(Extracted data entries)
╭──
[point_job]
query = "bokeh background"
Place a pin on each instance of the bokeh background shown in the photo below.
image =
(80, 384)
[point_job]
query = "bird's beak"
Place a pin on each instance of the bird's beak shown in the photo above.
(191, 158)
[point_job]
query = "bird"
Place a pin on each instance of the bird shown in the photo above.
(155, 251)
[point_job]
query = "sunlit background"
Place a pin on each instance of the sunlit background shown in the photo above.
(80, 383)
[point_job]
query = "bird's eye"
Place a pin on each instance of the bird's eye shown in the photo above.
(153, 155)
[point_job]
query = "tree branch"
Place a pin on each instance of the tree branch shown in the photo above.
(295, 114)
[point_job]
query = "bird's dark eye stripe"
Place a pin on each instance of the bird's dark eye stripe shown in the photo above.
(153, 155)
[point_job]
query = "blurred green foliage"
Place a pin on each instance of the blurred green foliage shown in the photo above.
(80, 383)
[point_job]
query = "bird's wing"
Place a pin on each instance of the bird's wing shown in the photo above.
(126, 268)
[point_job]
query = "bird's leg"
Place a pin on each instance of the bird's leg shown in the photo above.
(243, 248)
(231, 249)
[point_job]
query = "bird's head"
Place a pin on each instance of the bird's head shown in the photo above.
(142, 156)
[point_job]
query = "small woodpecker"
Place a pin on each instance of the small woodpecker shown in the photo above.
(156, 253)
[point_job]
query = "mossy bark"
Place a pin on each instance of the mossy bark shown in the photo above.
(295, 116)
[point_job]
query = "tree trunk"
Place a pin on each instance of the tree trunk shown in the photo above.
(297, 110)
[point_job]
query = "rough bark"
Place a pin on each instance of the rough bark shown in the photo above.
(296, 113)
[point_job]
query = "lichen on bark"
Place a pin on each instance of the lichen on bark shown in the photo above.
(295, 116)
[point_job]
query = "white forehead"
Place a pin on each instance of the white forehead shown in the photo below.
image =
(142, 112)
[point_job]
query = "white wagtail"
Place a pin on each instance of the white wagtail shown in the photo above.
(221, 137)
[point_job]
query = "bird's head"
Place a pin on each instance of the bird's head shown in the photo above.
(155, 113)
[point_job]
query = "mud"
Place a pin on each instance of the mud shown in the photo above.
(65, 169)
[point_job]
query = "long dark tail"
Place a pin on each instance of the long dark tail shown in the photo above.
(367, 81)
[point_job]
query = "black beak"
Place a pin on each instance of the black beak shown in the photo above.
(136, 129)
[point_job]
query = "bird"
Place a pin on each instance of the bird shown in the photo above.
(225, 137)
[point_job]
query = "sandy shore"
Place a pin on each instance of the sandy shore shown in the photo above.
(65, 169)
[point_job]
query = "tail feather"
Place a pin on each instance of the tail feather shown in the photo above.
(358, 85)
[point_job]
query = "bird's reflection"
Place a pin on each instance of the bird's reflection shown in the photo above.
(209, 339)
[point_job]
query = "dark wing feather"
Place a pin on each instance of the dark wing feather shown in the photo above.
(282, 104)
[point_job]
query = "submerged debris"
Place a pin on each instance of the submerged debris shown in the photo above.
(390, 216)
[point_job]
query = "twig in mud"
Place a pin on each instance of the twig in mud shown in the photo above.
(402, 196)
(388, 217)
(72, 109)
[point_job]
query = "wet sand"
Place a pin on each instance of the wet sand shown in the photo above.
╰──
> Problem
Keeping every word in place, restate the entries above.

> Answer section
[point_job]
query = "bokeh background"
Place a pin on each instance of the bokeh background shown in the photo below.
image =
(80, 384)
[point_job]
query = "bird's beak"
Place a pin on each instance of the bird's beak shown in the photo above.
(191, 158)
[point_job]
query = "bird"
Place a pin on each instance of the bird shown in the photo above.
(155, 251)
[point_job]
query = "sunlit background"
Place a pin on each instance of the sunlit background shown in the photo above.
(80, 383)
[point_job]
query = "bird's eye"
Place a pin on each instance of the bird's eye shown in the photo above.
(153, 155)
[point_job]
query = "tree branch"
Place a pin on each instance of the tree branch shown in the photo above.
(295, 114)
[point_job]
query = "bird's dark eye stripe"
Place a pin on each instance of the bird's dark eye stripe shown in the photo above.
(153, 155)
[point_job]
query = "blurred green foliage"
Place a pin on each instance of the blurred green foliage shown in the photo above.
(80, 383)
[point_job]
query = "bird's wing"
Place a pin on each instance of the bird's wing shown in the photo above.
(126, 268)
[point_job]
query = "bird's leg"
Place a pin on each instance of the bird's leg shown in the photo above.
(243, 248)
(231, 249)
[point_job]
query = "bird's head"
Place a pin on each instance of the bird's head shown in the photo above.
(142, 156)
[point_job]
query = "small woodpecker"
Place a pin on each instance of the small woodpecker shown in the photo above.
(156, 253)
[point_job]
query = "mossy bark"
Place a pin on each instance of the mossy bark shown in the photo above.
(295, 116)
[point_job]
query = "tree trunk"
Place a pin on each instance of the tree trunk shown in the photo above.
(297, 110)
[point_job]
query = "rough bark"
Place a pin on each instance of the rough bark shown in the photo above.
(296, 113)
[point_job]
query = "lichen on bark"
Place a pin on each instance of the lichen on bark shown in the photo above.
(295, 116)
[point_job]
query = "white forehead"
Place a pin on each instance of the white forehead shown in the photo below.
image =
(142, 112)
[point_job]
query = "white wagtail"
Place a pin on each instance of the white wagtail shown in the photo above.
(221, 137)
[point_job]
query = "bird's head"
Place a pin on each instance of the bird's head shown in the photo above.
(155, 113)
[point_job]
query = "mud"
Place a pin on each instance of the mud shown in the photo above.
(65, 169)
[point_job]
query = "long dark tail"
Place a pin on each instance of the long dark tail shown in the photo above.
(367, 81)
[point_job]
query = "black beak"
Place a pin on each instance of the black beak shown in the photo above.
(136, 129)
[point_job]
query = "bird"
Place a pin on each instance of the bird shown in the photo above.
(225, 137)
[point_job]
query = "sandy shore"
Place a pin on each instance of the sandy shore shown in the photo above.
(65, 169)
[point_job]
query = "tail feather"
Place a pin on each instance of the tail feather shown in the photo above.
(358, 85)
[point_job]
query = "bird's reflection"
Place a pin on each instance of the bird's reflection shown in the photo above.
(209, 339)
[point_job]
query = "dark wing feather"
Place a pin on each instance of the dark wing feather shown in the photo above.
(282, 104)
[point_job]
query = "submerged debris"
Place a pin on each instance of the submerged debris shown in the photo above.
(390, 216)
[point_job]
query = "twig in mud"
Place a pin on each instance of the twig in mud shown in the photo above.
(402, 196)
(388, 217)
(72, 109)
[point_job]
query = "wet sand"
Place a pin on each instance of the wet sand shown in the photo above.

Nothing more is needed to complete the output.